# EXERCISES TO COMPLETE
[A] In the text on agricultural protectionism, rewrite the paragraph beginning "Agricultural protectionism--the combination of quotas" as a brief bulleted list that keeps its main facts.
[B] Reproduce the stretch of the records from the line containing "Query: black trousers" through the line containing "315), (193, 312)]", renaming "concrete paving slab" to "stone tile" and changing nothing else.

# EXCERPTED PASSAGE
********

More fun with conservativesJacob Levy

by Prometheus 6
August 20, 2003 - 8:20pm.
on Old Site Archive

More fun with conservatives

Jacob Levy has a TNR article about agricultural protectionism.

…Agricultural protectionism--the combination of quotas, tariffs, and subsidies for farm products--may be the purest example of destructive special-interest politics ever created. Rich countries--with a few exceptions, such as Australia--burden their own populations three times over. The policies cost taxpayers directly--the atrocious 2002 U.S. farm bill is slated to cost $180 billion over ten years. (Worse, annual unbudgeted "emergency" farm spending during the late 1990s accounted for a great deal of the spending boom that squandered much of the predicted budget surplus long before the first Bush tax cut took effect.) In return for their largesse, taxpayers get the privilege of paying higher prices as consumers (and, of course, inflated prices for basic foodstuffs hit the poorest proportionately hardest). And, by locking up an excess of labor and capital in an agribusiness sector that couldn't turn an honest profit on its own, agricultural protectionism inhibits productivity growth, preventing shifts in employment and investment to more productive parts of the economy.

********

[Recorded data]
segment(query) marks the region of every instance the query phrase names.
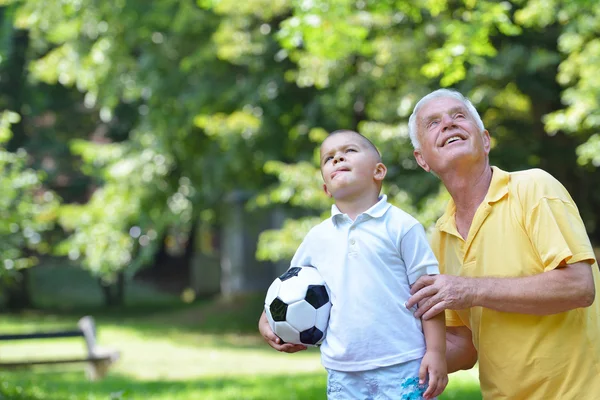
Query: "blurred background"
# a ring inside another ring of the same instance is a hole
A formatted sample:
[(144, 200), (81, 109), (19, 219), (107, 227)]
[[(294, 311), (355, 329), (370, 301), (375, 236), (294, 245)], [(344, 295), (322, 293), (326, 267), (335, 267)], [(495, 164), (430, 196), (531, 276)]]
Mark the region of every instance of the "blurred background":
[[(0, 399), (324, 399), (318, 350), (259, 337), (266, 288), (327, 217), (316, 146), (380, 147), (392, 202), (447, 193), (407, 120), (471, 98), (491, 162), (543, 168), (600, 243), (594, 0), (0, 0), (0, 334), (97, 323), (121, 357), (0, 369)], [(85, 354), (0, 341), (0, 362)], [(442, 399), (478, 399), (477, 371)]]

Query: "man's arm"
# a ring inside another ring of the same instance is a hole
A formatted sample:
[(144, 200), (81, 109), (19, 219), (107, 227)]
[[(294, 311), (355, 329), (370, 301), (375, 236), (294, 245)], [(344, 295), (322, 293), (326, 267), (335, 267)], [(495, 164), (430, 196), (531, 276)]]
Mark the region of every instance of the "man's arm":
[(446, 367), (446, 321), (444, 314), (423, 321), (426, 351), (419, 368), (419, 384), (425, 384), (429, 378), (423, 398), (431, 399), (442, 394), (448, 385)]
[(471, 330), (466, 326), (446, 327), (446, 363), (448, 373), (471, 369), (477, 362)]
[(596, 295), (591, 266), (578, 262), (538, 275), (517, 278), (422, 276), (411, 288), (407, 307), (415, 317), (480, 306), (496, 311), (549, 315), (589, 307)]

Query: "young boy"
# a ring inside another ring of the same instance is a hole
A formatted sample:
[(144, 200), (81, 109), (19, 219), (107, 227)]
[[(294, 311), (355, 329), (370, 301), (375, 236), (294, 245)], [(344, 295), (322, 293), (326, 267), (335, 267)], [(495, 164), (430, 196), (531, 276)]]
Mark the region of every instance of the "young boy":
[[(404, 306), (417, 278), (439, 273), (423, 227), (380, 196), (387, 169), (367, 138), (335, 131), (320, 154), (323, 189), (335, 205), (291, 266), (316, 267), (331, 290), (320, 347), (327, 398), (434, 398), (448, 383), (444, 316), (421, 322)], [(259, 330), (276, 350), (306, 349), (282, 344), (264, 312)]]

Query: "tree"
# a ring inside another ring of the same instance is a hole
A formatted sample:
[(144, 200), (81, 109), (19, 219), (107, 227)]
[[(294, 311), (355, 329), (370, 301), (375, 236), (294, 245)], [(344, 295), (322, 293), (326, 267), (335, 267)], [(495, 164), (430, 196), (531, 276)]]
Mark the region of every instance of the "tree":
[(26, 270), (37, 263), (34, 254), (50, 251), (44, 233), (54, 227), (58, 207), (57, 197), (42, 186), (43, 174), (27, 167), (27, 153), (4, 147), (11, 124), (18, 122), (14, 112), (0, 114), (0, 294), (9, 309), (31, 305)]

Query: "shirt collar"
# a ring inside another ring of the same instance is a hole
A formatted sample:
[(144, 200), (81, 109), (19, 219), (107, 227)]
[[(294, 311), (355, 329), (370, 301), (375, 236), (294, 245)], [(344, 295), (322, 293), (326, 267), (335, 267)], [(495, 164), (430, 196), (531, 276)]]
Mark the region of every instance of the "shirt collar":
[[(492, 166), (492, 171), (492, 181), (490, 182), (490, 187), (488, 188), (488, 192), (485, 195), (482, 204), (496, 203), (508, 193), (510, 174), (494, 166)], [(455, 230), (454, 214), (456, 214), (456, 205), (454, 204), (454, 200), (450, 198), (446, 211), (444, 211), (444, 214), (438, 219), (435, 226), (443, 231)]]
[[(383, 214), (385, 214), (385, 212), (388, 210), (388, 208), (390, 208), (390, 206), (391, 204), (387, 202), (387, 196), (385, 194), (382, 194), (381, 196), (379, 196), (379, 201), (377, 203), (375, 203), (373, 206), (371, 206), (371, 208), (364, 211), (360, 215), (366, 214), (371, 218), (379, 218), (383, 216)], [(343, 218), (344, 215), (346, 214), (342, 213), (335, 204), (331, 206), (331, 218), (335, 224), (337, 224), (339, 219)]]

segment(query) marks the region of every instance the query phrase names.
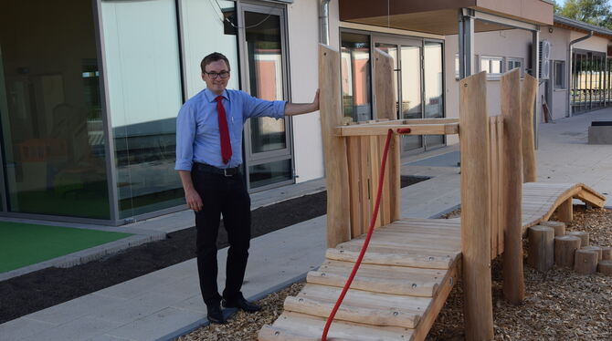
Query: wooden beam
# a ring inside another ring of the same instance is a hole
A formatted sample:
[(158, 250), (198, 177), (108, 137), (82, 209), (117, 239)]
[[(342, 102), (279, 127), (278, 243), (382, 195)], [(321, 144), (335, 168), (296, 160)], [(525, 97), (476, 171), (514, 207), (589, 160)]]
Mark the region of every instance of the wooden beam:
[(521, 124), (521, 72), (501, 76), (501, 116), (504, 121), (504, 167), (501, 192), (503, 210), (503, 295), (512, 305), (525, 298), (522, 274), (522, 126)]
[(334, 135), (342, 123), (340, 53), (319, 46), (319, 110), (327, 181), (327, 246), (351, 238), (350, 193), (345, 139)]
[(372, 125), (389, 125), (389, 124), (447, 124), (459, 123), (459, 119), (379, 119), (369, 124)]
[(521, 126), (522, 127), (522, 174), (523, 182), (535, 182), (535, 136), (533, 129), (533, 102), (538, 88), (538, 80), (525, 74), (521, 89)]
[(357, 124), (335, 129), (337, 136), (386, 135), (387, 130), (396, 132), (398, 129), (410, 129), (404, 135), (452, 135), (459, 133), (459, 124)]
[(467, 340), (493, 338), (486, 73), (459, 82), (463, 312)]

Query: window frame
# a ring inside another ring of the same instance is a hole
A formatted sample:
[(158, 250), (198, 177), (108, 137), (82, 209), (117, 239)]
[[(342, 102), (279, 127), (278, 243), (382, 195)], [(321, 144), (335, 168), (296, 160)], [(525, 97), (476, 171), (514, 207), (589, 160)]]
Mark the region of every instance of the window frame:
[[(561, 77), (557, 77), (557, 65), (561, 65)], [(554, 90), (566, 90), (567, 82), (565, 81), (565, 60), (553, 60), (553, 89)], [(560, 86), (557, 86), (557, 79), (561, 79)]]
[[(501, 63), (500, 72), (499, 73), (497, 73), (497, 72), (491, 73), (489, 70), (483, 69), (482, 68), (482, 62), (485, 61), (485, 60), (489, 61), (489, 69), (492, 68), (491, 67), (492, 67), (492, 65), (491, 65), (492, 61), (499, 61)], [(501, 56), (480, 55), (479, 57), (478, 57), (479, 70), (480, 72), (487, 71), (487, 79), (499, 79), (500, 77), (501, 77), (501, 75), (505, 72), (505, 69), (506, 69), (505, 60), (506, 60), (506, 58), (504, 57), (501, 57)]]

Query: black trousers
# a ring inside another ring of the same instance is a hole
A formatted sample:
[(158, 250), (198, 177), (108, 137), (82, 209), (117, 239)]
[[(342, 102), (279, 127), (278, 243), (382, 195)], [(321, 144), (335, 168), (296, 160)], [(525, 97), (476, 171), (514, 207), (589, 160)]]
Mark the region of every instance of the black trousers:
[(242, 294), (240, 288), (248, 259), (251, 225), (250, 198), (242, 175), (226, 177), (195, 167), (192, 170), (192, 180), (204, 204), (202, 210), (195, 212), (197, 271), (202, 298), (206, 305), (221, 300), (216, 285), (216, 236), (221, 215), (229, 243), (223, 298), (238, 298)]

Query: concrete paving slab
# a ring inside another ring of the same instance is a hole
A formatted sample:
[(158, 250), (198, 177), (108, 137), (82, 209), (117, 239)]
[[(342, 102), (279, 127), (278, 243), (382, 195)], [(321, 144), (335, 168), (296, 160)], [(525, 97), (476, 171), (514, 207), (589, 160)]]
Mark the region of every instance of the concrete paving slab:
[(124, 299), (90, 294), (84, 296), (32, 313), (26, 317), (59, 326), (90, 315), (96, 309), (121, 305)]
[(70, 321), (55, 328), (38, 333), (33, 336), (23, 339), (24, 341), (69, 341), (69, 340), (86, 340), (90, 337), (101, 336), (107, 331), (114, 330), (121, 326), (122, 323), (111, 322), (84, 316)]
[(15, 319), (0, 325), (0, 339), (18, 341), (42, 333), (57, 325), (26, 317)]
[(168, 307), (107, 332), (106, 335), (138, 341), (165, 339), (166, 336), (181, 326), (204, 323), (204, 320), (202, 315), (193, 312)]

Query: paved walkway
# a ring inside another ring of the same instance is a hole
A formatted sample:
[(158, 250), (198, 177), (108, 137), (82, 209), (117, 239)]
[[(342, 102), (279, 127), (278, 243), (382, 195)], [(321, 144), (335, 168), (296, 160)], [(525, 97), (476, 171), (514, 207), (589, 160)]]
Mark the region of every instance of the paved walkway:
[[(586, 145), (593, 119), (612, 120), (612, 109), (543, 124), (538, 150), (538, 180), (584, 182), (612, 193), (612, 146)], [(459, 202), (459, 168), (448, 167), (457, 147), (436, 150), (448, 158), (404, 160), (403, 174), (434, 178), (402, 190), (402, 214), (431, 217)], [(423, 155), (419, 156), (422, 158)], [(439, 163), (438, 163), (439, 160)], [(443, 167), (438, 167), (441, 165)], [(254, 206), (274, 203), (320, 191), (322, 181), (254, 194)], [(608, 203), (609, 204), (609, 203)], [(178, 212), (121, 227), (122, 231), (168, 232), (191, 226), (193, 213)], [(325, 216), (255, 238), (243, 290), (257, 299), (302, 278), (323, 261)], [(227, 249), (219, 252), (225, 268)], [(225, 281), (221, 272), (220, 287)], [(206, 322), (195, 260), (0, 325), (2, 340), (165, 340)]]

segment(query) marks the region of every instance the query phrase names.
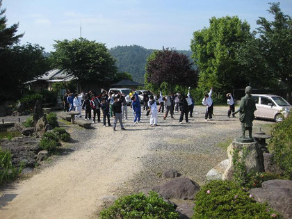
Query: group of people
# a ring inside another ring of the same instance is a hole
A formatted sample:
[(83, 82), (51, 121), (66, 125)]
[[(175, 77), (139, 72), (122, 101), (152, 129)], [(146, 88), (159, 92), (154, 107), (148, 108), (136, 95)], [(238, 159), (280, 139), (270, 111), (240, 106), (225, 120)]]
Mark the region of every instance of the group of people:
[[(159, 113), (164, 113), (163, 120), (166, 120), (168, 115), (174, 119), (175, 112), (180, 113), (179, 121), (182, 123), (184, 117), (186, 122), (188, 123), (188, 115), (193, 117), (194, 109), (194, 100), (190, 93), (190, 87), (188, 88), (187, 95), (177, 93), (170, 94), (163, 96), (160, 91), (159, 95), (156, 97), (154, 95), (148, 95), (147, 92), (143, 93), (143, 111), (146, 111), (146, 116), (150, 115), (150, 126), (157, 126), (157, 117)], [(202, 104), (206, 106), (205, 120), (212, 120), (213, 116), (213, 88), (210, 91), (204, 95)], [(101, 110), (102, 111), (104, 126), (106, 124), (111, 126), (110, 117), (114, 118), (113, 130), (115, 131), (117, 122), (120, 122), (121, 129), (124, 130), (122, 120), (128, 120), (128, 103), (125, 99), (126, 95), (121, 92), (108, 93), (106, 90), (102, 89), (99, 95), (95, 95), (92, 91), (84, 93), (83, 91), (80, 95), (77, 93), (73, 94), (67, 90), (63, 97), (64, 112), (75, 111), (79, 114), (77, 117), (81, 117), (81, 110), (85, 110), (85, 120), (92, 120), (92, 123), (96, 122), (96, 115), (97, 115), (97, 122), (100, 122)], [(232, 111), (234, 112), (234, 100), (230, 93), (226, 95), (227, 104), (229, 106), (227, 116), (230, 117)], [(140, 99), (137, 92), (131, 92), (129, 94), (131, 99), (131, 108), (133, 110), (134, 123), (141, 122), (141, 105)], [(159, 107), (157, 106), (158, 102)], [(234, 115), (232, 114), (234, 117)], [(208, 119), (209, 117), (209, 119)]]

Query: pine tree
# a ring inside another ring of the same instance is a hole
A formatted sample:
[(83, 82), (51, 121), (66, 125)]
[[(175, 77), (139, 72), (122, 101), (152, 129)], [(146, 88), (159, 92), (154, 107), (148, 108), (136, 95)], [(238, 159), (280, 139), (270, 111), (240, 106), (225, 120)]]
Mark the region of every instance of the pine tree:
[(12, 45), (17, 44), (24, 34), (15, 35), (17, 31), (18, 23), (7, 27), (7, 19), (4, 15), (6, 9), (2, 9), (2, 0), (0, 0), (0, 49), (9, 48)]

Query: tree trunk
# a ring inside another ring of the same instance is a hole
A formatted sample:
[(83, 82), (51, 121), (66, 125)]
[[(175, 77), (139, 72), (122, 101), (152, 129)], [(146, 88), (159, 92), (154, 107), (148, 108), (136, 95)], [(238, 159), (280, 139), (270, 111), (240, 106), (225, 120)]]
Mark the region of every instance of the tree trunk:
[(292, 104), (291, 102), (291, 92), (292, 92), (292, 78), (288, 79), (287, 83), (287, 101), (290, 104)]

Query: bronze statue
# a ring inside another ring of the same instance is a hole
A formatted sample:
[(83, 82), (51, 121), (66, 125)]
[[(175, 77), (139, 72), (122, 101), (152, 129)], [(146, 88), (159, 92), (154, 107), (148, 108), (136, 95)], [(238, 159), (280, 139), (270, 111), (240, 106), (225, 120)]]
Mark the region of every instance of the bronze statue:
[[(252, 87), (248, 86), (245, 88), (245, 96), (241, 98), (241, 105), (239, 109), (232, 113), (234, 115), (239, 112), (239, 120), (241, 122), (242, 136), (237, 139), (242, 142), (253, 141), (252, 132), (252, 121), (254, 120), (254, 111), (257, 110), (255, 102), (251, 95), (252, 89)], [(248, 130), (248, 138), (245, 138), (245, 131)]]

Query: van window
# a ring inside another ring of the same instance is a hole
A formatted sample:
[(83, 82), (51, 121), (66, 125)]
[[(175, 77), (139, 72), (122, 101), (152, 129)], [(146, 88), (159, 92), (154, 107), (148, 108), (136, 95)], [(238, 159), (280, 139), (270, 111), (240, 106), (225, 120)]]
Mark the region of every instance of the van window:
[(259, 96), (252, 96), (252, 99), (254, 100), (256, 104), (259, 104)]
[(261, 104), (268, 105), (268, 104), (271, 104), (272, 105), (274, 105), (272, 102), (272, 100), (270, 100), (270, 98), (268, 98), (266, 97), (261, 97)]

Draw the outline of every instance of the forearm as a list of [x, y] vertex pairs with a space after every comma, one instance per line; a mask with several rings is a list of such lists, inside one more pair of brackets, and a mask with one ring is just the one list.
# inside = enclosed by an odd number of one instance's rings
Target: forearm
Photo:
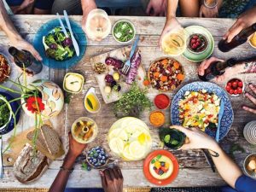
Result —
[[73, 169], [76, 158], [77, 157], [72, 154], [70, 152], [67, 153], [62, 165], [62, 167], [65, 170], [60, 170], [50, 189], [49, 189], [49, 192], [55, 192], [55, 191], [62, 192], [65, 190], [67, 182], [71, 173], [67, 172], [67, 170]]
[[81, 4], [84, 15], [87, 15], [91, 9], [97, 8], [95, 0], [81, 0]]
[[[212, 160], [219, 175], [232, 188], [235, 188], [235, 183], [237, 178], [242, 175], [239, 166], [227, 155], [227, 154], [216, 144], [211, 150], [218, 153], [218, 157], [213, 157]], [[210, 151], [212, 154], [214, 154]]]
[[9, 19], [3, 1], [0, 1], [0, 27], [5, 32], [10, 41], [21, 38], [12, 20]]
[[176, 17], [176, 10], [177, 7], [178, 0], [167, 0], [167, 15], [166, 19], [169, 20], [172, 17]]

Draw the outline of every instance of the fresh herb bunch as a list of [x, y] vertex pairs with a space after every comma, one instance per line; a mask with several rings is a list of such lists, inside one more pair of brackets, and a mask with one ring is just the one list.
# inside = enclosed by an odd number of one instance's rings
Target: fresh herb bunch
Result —
[[0, 100], [0, 127], [7, 124], [9, 115], [10, 113], [7, 103]]
[[147, 90], [141, 90], [136, 83], [133, 83], [131, 90], [114, 103], [113, 113], [115, 116], [137, 117], [145, 109], [151, 108], [152, 102], [146, 93]]

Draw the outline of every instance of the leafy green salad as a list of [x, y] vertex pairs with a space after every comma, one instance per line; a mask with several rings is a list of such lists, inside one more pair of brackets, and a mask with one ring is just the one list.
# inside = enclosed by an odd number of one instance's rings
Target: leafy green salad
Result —
[[113, 35], [119, 42], [128, 42], [135, 36], [135, 29], [128, 21], [118, 21], [113, 26]]
[[9, 109], [3, 100], [0, 100], [0, 127], [6, 125], [9, 119]]
[[74, 55], [74, 49], [68, 29], [66, 37], [61, 27], [55, 27], [48, 35], [43, 37], [45, 54], [56, 61], [70, 59]]

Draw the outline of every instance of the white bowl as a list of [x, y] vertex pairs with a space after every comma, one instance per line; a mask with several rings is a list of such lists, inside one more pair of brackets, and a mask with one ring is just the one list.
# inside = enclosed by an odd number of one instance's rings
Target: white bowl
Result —
[[256, 120], [253, 120], [245, 125], [243, 136], [248, 143], [256, 145]]
[[[119, 23], [119, 22], [127, 22], [127, 23], [131, 24], [131, 26], [132, 26], [132, 28], [133, 28], [133, 30], [134, 30], [134, 34], [133, 34], [133, 37], [132, 37], [132, 38], [131, 38], [131, 40], [126, 41], [126, 42], [121, 42], [121, 41], [119, 41], [119, 40], [115, 38], [115, 36], [114, 36], [114, 34], [113, 34], [113, 29], [114, 29], [115, 26], [116, 26], [118, 23]], [[116, 42], [119, 43], [119, 44], [129, 44], [130, 42], [131, 42], [131, 41], [135, 38], [135, 36], [136, 36], [136, 29], [135, 29], [135, 26], [133, 25], [133, 23], [131, 23], [131, 22], [130, 20], [119, 20], [116, 21], [116, 22], [113, 24], [113, 27], [112, 27], [112, 36], [113, 37], [114, 40], [115, 40]]]

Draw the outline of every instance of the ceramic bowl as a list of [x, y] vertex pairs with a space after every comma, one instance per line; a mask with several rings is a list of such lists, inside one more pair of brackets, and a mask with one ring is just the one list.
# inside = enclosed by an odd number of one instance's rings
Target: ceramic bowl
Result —
[[256, 120], [251, 121], [245, 125], [243, 136], [248, 143], [256, 145]]
[[234, 79], [238, 79], [238, 80], [240, 80], [240, 81], [241, 81], [241, 83], [242, 83], [242, 88], [241, 88], [241, 93], [240, 93], [240, 94], [230, 94], [230, 93], [229, 93], [229, 91], [225, 89], [225, 90], [226, 90], [226, 92], [230, 95], [230, 96], [240, 96], [240, 95], [242, 95], [243, 93], [244, 93], [244, 90], [245, 90], [245, 84], [244, 84], [244, 82], [241, 79], [239, 79], [239, 78], [232, 78], [232, 79], [229, 79], [228, 81], [227, 81], [227, 83], [226, 83], [226, 85], [225, 85], [225, 88], [227, 87], [227, 85], [228, 85], [228, 83], [230, 83], [230, 81], [231, 81], [231, 80], [234, 80]]
[[256, 179], [255, 170], [250, 171], [247, 169], [247, 165], [248, 165], [250, 160], [252, 159], [252, 157], [254, 157], [254, 160], [256, 160], [256, 153], [250, 154], [248, 156], [247, 156], [247, 158], [245, 159], [244, 163], [243, 163], [243, 169], [247, 176], [249, 176], [250, 177], [252, 177], [253, 179]]
[[[127, 23], [129, 23], [129, 24], [131, 26], [131, 27], [133, 28], [134, 34], [133, 34], [132, 38], [131, 38], [129, 41], [126, 41], [126, 42], [121, 42], [121, 41], [119, 41], [119, 39], [117, 39], [116, 37], [114, 36], [114, 34], [113, 34], [113, 29], [114, 29], [114, 27], [116, 26], [116, 25], [119, 24], [119, 22], [127, 22]], [[135, 36], [136, 36], [136, 29], [135, 29], [135, 26], [133, 25], [133, 23], [131, 23], [131, 22], [130, 20], [119, 20], [116, 21], [116, 22], [113, 24], [113, 27], [112, 27], [112, 35], [113, 35], [113, 38], [114, 38], [114, 40], [115, 40], [116, 42], [118, 42], [118, 43], [119, 43], [119, 44], [129, 44], [130, 42], [131, 42], [131, 41], [135, 38]]]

********

# TASK RESPONSES
[A]
- Agricultural protectionism combines quotas, tariffs and subsidies for farm products and may be the purest example of destructive special-interest politics.
- Most rich countries, with exceptions such as Australia, burden their own populations three times over.
- First, taxpayers pay directly. The 2002 U.S. farm bill is slated to cost $180 billion over ten years, and unbudgeted "emergency" farm spending in the late 1990s used up much of the predicted budget surplus before the first Bush tax cut.
- Second, consumers pay higher prices, and inflated prices for basic foodstuffs hit the poorest hardest.
- Third, tying up excess labor and capital in an unprofitable agribusiness sector inhibits productivity growth and keeps employment and investment from moving to more productive parts of the economy.

[B]
Query: black trousers
# a ring inside another ring of the same instance is a hole
A formatted sample:
[(158, 250), (198, 177), (108, 137), (82, 209), (117, 239)]
[[(342, 102), (279, 127), (278, 243), (382, 195)], [(321, 144), (335, 168), (296, 160)], [(525, 97), (476, 171), (514, 207), (589, 160)]]
Mark the region of every instance of the black trousers:
[(242, 294), (240, 288), (248, 259), (251, 225), (250, 198), (242, 175), (226, 177), (195, 167), (192, 170), (192, 180), (204, 204), (202, 210), (195, 212), (197, 271), (202, 298), (206, 305), (221, 300), (216, 285), (216, 236), (221, 215), (229, 243), (223, 298), (238, 298)]

Query: stone tile
# a ring inside another ring of the same instance is a hole
A formatted sample:
[(158, 250), (198, 177), (108, 137), (82, 209), (117, 239)]
[[(342, 102), (279, 127), (278, 243), (382, 195)], [(321, 144), (335, 168), (296, 160)], [(525, 97), (476, 171), (514, 207), (589, 160)]]
Mark the region of every instance of the stone tile:
[(124, 299), (90, 294), (84, 296), (32, 313), (26, 317), (59, 326), (90, 315), (96, 309), (121, 305)]
[(70, 321), (55, 328), (38, 333), (33, 336), (23, 339), (24, 341), (69, 341), (69, 340), (86, 340), (90, 337), (101, 336), (107, 331), (114, 330), (121, 326), (122, 323), (111, 322), (84, 316)]
[(15, 319), (0, 325), (0, 339), (18, 341), (42, 333), (57, 325), (26, 317)]
[(168, 307), (107, 332), (106, 335), (138, 341), (165, 339), (166, 336), (181, 326), (204, 323), (204, 320), (202, 315), (193, 312)]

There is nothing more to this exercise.